Your goal: Quote the entries that follow exactly, leaving none out.

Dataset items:
⁂
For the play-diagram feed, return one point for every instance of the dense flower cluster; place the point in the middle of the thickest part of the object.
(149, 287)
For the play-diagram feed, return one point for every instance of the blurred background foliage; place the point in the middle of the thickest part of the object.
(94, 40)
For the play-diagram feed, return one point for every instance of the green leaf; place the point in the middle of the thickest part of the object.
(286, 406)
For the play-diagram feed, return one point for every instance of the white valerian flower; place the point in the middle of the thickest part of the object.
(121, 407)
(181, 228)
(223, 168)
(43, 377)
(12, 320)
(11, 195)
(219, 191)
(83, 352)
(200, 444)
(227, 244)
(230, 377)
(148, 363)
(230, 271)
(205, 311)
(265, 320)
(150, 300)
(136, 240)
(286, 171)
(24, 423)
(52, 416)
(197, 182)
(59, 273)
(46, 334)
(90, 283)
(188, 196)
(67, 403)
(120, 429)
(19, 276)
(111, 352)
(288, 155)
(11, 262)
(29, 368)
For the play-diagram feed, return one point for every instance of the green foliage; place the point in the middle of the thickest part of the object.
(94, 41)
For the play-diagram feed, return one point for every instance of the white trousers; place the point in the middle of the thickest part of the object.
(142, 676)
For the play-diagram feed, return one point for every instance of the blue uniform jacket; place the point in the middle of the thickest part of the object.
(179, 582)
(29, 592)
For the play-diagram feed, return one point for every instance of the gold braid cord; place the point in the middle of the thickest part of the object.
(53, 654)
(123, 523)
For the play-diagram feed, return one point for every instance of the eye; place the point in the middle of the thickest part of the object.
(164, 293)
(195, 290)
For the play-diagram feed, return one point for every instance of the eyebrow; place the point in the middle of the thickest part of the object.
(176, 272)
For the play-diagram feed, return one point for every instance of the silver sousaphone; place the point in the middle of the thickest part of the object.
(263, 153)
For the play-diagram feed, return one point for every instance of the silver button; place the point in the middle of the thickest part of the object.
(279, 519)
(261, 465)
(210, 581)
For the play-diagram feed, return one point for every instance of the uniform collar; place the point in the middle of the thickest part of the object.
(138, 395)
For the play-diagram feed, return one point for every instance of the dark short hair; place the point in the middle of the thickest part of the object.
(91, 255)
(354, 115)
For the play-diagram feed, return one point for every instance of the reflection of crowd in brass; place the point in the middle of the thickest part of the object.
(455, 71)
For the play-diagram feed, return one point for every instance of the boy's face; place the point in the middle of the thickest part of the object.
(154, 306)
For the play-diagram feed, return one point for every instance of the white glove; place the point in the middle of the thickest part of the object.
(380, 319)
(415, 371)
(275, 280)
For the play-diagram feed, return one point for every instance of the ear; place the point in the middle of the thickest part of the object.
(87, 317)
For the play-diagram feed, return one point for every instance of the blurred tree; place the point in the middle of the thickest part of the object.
⁂
Answer to this exercise:
For the play-diagram feed, return one point for every instance of the dense flower cluster; place the point in the middle of the thickest part of the object.
(149, 287)
For the play-diagram feed, return one point for every instance of the blurred background foliage; place the point in the middle of the thickest part of the object.
(94, 40)
For the play-diagram feed, return one point for every instance of the green leaf; place the point in the middle of the thickest part of the object.
(286, 406)
For the play-diagram feed, return one point for every instance of the white valerian flower; place the point in the middle of the thickest part of the object.
(121, 407)
(181, 228)
(223, 168)
(43, 377)
(12, 320)
(11, 195)
(219, 191)
(83, 352)
(200, 444)
(227, 244)
(230, 377)
(148, 363)
(230, 271)
(205, 311)
(265, 320)
(150, 300)
(136, 240)
(286, 171)
(24, 423)
(52, 416)
(197, 182)
(59, 273)
(46, 334)
(90, 283)
(188, 196)
(67, 403)
(120, 429)
(19, 276)
(111, 352)
(288, 155)
(11, 262)
(29, 368)
For the play-diagram feed, return one point for every instance of the green foliage; place the point in the middle of the thickest part of the object.
(94, 41)
For the play-diagram feed, return one point for every instance of the white trousers; place the point in the middle of the thickest part of the object.
(142, 676)
For the play-diagram feed, return one point for every instance of the blue uniform jacket; place the point in the middle of the thickest part of the object.
(179, 582)
(29, 592)
For the play-diagram feed, return one point for every instance of the gold braid cord; place the point in the middle of the thickest part of the object.
(53, 654)
(123, 523)
For the play-diagram feed, return one point for every instance of the eye; place the point in the middle of the thickest part of the object.
(164, 293)
(195, 290)
For the play-diagram feed, return one point for every instance of the eyebrow; place the point in the middle of the thickest part of the object.
(176, 272)
For the play-diagram feed, return one point for every instance of the silver sousaphone; place the point in the middle of the thickest part of the object.
(263, 153)
For the play-diagram feed, return one point for every instance of the silver button; place the point in the middle of the thickest part of the object.
(279, 519)
(261, 465)
(210, 581)
For the play-diagram feed, return one point for every instance of the uniform collar; place the point in the middle of the thickest part of the object.
(138, 395)
For the play-diagram feed, return one point for every instance of the dark short hair; place the point in the middle of the thickest part of the object.
(91, 255)
(354, 115)
For the play-diagram feed, return one point for every instance of the reflection of crowd in brass; place the point in the middle of the thickest part of the object.
(455, 71)
For the play-diagram feed, return one point for every instance of the boy's face; place the point in the middle of the thickest part of the object.
(154, 306)
For the play-diagram feed, return one point for every instance of the white glove; place the point in the middle of the thickest part of the object.
(380, 319)
(415, 371)
(275, 280)
For the play-diagram feed, return one point for every instance of the ear; place the point in the middle of the thickest part of the object.
(87, 317)
For the play-diagram feed, return one point for every instance of the blurred tree; place the point in the middle of the thickest part of the object.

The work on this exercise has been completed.